What the task asks: According to the article about Yasseen Amellal, why did he go to live with one of his uncles? Answer in one to three sentences.

Source extract:
========================
Site icon UGA Today

Medical student overcame great obstacles

Yasseen Amellal (Submitted photo)

Eight years ago, Yasseen Amellal was homeless. Fighting poverty and depression, he was “couch surfing” and finding it hard to remain hopeful about his circumstances. Today, Amellal is a third-year medical student at the Augusta University/University of Georgia Medical Partnership.

Amellal faced many adversities growing up. “It was rough,” he said. “We were very poor. We lived in public housing, and I moved around a lot. So there wasn’t any stability.”

Over the years, Amellal lived with different family members including his mom, grandmother and eventually his uncle in Worcester, Massachusetts.

“My mom was in a relationship that was not good. The environment was not good,” said Amellal. “That’s why she thought it would be best for me to go live with one of my uncles.”

But that living environment eventually turned sour for Amellal, too. He saw abuse, drugs and fights throughout the neighborhood.

“I didn’t have a lot of guidance, so I had to figure stuff out for myself. I saw a lot of my friends go down the wrong path, whether that be selling drugs or not getting out of where we were living.”
========================
Data provided:
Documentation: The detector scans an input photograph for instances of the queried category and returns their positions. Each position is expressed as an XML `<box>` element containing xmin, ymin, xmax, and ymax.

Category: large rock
========================
Solution to this task: His mother was in a relationship that was not good, and the home environment was not good either. For that reason, she thought it would be best for him to live with one of his uncles.